> EXERCISE DESCRIPTION
Extract the lines of the material from the line containing "subject: <item>man's dark trousers</item>" through the line containing "[[[296,93],[303,94],[306,91],[306,80],[296,80]]]", both included, and reproduce them exactly.

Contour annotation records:
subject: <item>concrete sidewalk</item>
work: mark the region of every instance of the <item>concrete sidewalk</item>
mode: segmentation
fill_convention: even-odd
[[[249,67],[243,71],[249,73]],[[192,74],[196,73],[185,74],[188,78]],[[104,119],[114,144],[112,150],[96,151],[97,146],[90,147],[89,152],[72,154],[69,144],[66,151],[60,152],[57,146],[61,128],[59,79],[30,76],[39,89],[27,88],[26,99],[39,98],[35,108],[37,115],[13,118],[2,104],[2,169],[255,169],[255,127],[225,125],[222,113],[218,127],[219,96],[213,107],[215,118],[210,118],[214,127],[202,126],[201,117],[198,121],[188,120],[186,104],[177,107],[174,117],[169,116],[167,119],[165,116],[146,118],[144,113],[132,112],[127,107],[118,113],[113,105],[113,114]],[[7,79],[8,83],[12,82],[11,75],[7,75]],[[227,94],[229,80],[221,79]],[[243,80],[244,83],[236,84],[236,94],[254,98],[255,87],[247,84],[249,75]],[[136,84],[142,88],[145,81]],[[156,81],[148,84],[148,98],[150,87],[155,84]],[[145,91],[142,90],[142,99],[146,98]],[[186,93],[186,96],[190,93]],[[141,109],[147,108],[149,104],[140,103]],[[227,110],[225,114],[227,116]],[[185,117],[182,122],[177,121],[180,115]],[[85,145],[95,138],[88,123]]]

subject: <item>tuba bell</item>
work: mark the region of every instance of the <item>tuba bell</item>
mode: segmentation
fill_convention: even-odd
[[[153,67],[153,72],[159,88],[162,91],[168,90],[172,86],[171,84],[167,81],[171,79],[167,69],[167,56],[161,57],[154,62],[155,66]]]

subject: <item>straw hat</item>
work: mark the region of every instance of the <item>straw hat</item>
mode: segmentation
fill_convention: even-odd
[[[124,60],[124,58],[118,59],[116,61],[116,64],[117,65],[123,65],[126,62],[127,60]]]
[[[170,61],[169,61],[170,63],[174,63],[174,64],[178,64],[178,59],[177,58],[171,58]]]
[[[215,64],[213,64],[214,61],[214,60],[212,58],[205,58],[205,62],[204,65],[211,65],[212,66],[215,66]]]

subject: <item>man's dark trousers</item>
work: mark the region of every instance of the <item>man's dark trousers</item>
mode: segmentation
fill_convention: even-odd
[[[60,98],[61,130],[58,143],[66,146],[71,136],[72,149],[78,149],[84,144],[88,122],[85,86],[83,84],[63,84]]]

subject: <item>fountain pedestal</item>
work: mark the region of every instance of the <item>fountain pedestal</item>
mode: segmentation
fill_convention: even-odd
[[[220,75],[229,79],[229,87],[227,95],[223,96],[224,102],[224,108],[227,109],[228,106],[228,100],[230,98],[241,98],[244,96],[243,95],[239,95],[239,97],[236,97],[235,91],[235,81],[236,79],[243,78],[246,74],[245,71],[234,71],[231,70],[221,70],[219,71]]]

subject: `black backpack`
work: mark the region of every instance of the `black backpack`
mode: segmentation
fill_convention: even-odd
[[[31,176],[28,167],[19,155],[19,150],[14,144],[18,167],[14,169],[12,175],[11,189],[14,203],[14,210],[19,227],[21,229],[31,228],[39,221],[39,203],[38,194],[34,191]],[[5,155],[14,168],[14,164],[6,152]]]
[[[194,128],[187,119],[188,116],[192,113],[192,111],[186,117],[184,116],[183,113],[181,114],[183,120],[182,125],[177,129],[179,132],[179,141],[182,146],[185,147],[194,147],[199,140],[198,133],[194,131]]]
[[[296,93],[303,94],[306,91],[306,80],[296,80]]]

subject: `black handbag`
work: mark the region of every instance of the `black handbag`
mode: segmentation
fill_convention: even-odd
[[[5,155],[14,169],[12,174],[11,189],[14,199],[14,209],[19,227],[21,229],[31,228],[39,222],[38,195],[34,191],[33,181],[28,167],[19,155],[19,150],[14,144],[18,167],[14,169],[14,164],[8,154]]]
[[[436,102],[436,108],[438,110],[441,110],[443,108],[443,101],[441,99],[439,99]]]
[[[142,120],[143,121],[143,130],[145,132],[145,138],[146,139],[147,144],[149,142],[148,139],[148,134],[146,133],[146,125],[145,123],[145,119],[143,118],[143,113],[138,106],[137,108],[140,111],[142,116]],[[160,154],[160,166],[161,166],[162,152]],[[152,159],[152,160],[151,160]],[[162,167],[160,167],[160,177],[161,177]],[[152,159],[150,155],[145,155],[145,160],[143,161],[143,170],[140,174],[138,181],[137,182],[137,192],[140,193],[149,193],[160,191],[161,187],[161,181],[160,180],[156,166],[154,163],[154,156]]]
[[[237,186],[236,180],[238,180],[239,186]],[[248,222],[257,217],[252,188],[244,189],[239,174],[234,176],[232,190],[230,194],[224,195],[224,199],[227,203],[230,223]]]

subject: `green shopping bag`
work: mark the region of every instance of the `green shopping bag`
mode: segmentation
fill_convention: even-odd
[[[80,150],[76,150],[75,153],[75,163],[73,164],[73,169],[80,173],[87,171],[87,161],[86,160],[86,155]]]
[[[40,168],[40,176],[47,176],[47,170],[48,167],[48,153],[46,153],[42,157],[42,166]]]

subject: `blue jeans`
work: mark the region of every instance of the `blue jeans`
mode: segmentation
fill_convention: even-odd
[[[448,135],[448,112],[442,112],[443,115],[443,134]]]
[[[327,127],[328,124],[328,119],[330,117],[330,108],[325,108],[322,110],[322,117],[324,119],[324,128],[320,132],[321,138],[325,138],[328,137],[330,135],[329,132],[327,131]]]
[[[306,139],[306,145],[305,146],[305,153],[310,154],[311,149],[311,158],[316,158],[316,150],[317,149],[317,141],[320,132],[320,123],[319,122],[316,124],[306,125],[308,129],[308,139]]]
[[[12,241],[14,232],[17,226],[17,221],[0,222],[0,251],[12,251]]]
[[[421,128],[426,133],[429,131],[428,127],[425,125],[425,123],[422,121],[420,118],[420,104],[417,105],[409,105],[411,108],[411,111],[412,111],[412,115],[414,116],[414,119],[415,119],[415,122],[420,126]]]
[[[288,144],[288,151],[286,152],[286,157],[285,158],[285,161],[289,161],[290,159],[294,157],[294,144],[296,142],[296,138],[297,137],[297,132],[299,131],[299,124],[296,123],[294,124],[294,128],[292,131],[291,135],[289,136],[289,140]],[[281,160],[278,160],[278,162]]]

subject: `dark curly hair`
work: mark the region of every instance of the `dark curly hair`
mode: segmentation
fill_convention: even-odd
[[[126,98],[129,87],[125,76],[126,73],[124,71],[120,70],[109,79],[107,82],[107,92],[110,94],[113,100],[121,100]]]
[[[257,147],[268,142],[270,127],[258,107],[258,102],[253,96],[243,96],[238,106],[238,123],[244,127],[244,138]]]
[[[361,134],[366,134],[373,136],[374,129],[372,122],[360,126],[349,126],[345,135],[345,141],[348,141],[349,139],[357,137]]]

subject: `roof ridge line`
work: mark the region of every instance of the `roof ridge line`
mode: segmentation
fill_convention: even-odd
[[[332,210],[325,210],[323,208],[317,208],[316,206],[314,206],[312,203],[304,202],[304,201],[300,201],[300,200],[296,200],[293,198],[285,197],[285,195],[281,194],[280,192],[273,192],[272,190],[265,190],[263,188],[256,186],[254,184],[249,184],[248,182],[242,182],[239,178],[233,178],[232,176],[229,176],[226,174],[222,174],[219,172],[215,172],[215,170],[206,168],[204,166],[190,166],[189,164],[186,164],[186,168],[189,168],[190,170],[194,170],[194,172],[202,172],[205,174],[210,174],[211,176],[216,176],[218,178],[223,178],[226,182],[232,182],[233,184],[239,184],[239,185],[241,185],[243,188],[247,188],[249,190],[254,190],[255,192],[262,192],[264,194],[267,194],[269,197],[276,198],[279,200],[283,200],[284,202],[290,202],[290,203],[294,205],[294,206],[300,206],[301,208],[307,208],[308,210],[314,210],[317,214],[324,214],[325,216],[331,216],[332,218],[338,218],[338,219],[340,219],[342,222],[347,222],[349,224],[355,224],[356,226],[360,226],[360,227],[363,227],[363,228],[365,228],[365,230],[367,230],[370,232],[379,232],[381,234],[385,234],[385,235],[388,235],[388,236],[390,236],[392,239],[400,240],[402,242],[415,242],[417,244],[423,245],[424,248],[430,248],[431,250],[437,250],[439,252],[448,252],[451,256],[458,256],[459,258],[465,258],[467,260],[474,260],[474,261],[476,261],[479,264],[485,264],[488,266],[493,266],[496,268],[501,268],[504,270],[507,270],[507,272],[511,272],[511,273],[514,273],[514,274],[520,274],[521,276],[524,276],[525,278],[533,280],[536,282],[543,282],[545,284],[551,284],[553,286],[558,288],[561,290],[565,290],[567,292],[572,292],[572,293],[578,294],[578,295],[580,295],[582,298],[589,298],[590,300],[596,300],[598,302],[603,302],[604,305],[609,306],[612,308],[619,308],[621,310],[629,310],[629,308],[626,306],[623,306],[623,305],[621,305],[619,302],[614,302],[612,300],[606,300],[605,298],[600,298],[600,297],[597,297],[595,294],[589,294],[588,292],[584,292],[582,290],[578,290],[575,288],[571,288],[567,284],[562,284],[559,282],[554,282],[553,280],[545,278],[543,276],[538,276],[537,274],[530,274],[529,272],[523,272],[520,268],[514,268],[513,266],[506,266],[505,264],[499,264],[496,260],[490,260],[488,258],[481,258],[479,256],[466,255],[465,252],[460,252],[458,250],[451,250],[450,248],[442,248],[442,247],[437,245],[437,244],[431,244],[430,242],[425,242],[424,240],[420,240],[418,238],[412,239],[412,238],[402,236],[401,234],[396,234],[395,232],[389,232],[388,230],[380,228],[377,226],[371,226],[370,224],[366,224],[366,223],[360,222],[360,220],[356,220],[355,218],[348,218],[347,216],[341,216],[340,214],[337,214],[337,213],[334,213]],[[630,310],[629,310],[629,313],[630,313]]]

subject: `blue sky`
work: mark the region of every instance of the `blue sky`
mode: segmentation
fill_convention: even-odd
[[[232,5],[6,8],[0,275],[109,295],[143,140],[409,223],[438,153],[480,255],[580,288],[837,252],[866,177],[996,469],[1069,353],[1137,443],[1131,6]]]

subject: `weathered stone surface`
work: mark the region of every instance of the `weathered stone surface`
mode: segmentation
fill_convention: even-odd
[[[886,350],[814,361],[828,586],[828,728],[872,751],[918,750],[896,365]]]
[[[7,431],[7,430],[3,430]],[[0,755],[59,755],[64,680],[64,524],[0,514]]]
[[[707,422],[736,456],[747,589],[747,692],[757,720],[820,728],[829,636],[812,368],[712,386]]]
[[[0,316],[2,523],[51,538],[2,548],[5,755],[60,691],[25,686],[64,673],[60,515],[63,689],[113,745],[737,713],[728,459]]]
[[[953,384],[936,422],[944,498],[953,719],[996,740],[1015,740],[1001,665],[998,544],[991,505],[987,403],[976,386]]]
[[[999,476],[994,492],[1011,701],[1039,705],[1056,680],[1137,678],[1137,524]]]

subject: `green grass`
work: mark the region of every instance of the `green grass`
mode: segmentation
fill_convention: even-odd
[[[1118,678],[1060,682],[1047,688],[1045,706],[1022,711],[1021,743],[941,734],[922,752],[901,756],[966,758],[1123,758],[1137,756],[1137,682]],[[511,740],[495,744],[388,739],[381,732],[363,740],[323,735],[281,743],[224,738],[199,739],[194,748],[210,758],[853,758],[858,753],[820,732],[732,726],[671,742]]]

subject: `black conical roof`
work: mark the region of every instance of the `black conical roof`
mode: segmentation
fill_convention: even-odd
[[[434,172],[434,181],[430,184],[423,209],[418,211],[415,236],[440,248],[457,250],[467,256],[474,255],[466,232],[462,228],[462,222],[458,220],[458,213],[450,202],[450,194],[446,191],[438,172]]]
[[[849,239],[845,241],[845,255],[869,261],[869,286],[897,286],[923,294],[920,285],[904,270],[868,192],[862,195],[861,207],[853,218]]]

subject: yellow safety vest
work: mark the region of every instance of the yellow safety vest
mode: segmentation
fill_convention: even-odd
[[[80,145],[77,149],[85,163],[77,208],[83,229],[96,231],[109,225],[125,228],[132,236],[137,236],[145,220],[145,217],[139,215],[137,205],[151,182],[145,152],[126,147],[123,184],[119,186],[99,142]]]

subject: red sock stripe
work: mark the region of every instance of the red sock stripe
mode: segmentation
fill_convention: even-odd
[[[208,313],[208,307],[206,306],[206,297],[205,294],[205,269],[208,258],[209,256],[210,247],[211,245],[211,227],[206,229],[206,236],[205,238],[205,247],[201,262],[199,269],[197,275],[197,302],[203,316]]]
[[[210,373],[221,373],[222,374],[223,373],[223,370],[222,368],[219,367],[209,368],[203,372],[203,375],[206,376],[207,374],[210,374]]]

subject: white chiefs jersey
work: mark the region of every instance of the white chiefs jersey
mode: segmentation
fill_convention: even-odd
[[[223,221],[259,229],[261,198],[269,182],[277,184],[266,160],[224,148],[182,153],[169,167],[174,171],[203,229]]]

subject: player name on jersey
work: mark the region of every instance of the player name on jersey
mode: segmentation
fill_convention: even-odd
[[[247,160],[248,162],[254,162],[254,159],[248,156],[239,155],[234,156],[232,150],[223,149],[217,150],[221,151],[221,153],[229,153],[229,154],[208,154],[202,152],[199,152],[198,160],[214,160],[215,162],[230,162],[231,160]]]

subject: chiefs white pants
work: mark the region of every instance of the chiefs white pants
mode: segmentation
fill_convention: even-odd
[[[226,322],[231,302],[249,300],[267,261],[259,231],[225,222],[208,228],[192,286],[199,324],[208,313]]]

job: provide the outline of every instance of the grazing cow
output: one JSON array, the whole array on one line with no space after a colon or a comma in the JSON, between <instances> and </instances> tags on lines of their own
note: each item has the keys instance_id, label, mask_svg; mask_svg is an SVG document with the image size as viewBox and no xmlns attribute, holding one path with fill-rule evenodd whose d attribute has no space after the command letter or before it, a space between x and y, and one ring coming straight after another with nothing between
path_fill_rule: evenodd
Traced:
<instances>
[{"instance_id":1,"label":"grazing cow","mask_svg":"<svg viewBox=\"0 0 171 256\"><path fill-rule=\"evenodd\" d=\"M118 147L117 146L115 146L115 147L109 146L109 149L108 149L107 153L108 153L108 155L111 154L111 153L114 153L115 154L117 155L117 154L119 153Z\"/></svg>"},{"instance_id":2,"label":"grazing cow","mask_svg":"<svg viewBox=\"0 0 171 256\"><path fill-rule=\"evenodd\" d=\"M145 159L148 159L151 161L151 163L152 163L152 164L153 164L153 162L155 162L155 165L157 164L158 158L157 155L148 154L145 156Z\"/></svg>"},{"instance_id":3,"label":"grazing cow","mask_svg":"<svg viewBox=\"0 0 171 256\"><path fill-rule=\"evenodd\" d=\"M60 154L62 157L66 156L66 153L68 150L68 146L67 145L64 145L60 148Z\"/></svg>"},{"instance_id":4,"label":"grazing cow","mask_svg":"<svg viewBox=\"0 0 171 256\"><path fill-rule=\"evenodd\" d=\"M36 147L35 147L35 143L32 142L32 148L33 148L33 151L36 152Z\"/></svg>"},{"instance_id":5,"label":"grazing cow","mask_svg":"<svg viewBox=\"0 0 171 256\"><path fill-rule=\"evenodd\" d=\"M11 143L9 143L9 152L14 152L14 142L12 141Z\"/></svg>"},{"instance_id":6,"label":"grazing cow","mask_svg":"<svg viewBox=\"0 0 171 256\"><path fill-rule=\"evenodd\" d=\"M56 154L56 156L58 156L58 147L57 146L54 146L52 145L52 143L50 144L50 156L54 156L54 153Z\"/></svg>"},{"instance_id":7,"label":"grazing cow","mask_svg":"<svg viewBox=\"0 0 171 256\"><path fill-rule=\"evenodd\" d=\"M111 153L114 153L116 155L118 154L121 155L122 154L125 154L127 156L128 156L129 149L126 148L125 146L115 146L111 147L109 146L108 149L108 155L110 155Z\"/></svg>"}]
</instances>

> COMPLETED EXERCISE
subject: <item>man's dark trousers</item>
work: mark the region of every instance of the <item>man's dark trousers</item>
mode: segmentation
fill_convention: even-odd
[[[60,98],[61,130],[58,143],[66,146],[71,136],[72,149],[78,149],[84,144],[88,122],[85,86],[83,84],[63,84]]]

subject: <item>fountain pedestal</item>
work: mark the region of every instance of the <item>fountain pedestal</item>
mode: segmentation
fill_convention: even-odd
[[[220,75],[229,79],[229,87],[227,95],[223,96],[224,102],[224,108],[227,109],[228,106],[228,100],[230,98],[241,98],[244,96],[243,95],[239,95],[239,97],[236,97],[235,91],[235,81],[236,79],[243,78],[246,74],[245,71],[234,71],[231,70],[221,70],[219,71]]]

subject: `black backpack`
work: mark the region of every instance of the `black backpack`
mode: segmentation
fill_convention: even-odd
[[[31,176],[28,167],[19,155],[19,150],[14,144],[18,167],[14,169],[12,175],[11,189],[14,203],[14,210],[19,227],[21,229],[31,228],[39,221],[39,203],[38,194],[34,191]],[[5,155],[14,168],[14,164],[6,152]]]
[[[194,128],[187,119],[188,116],[192,113],[192,111],[186,117],[184,116],[183,113],[181,114],[183,120],[182,125],[177,129],[179,132],[179,141],[182,146],[185,147],[194,147],[199,140],[198,133],[194,131]]]
[[[296,93],[303,94],[306,91],[306,80],[296,80]]]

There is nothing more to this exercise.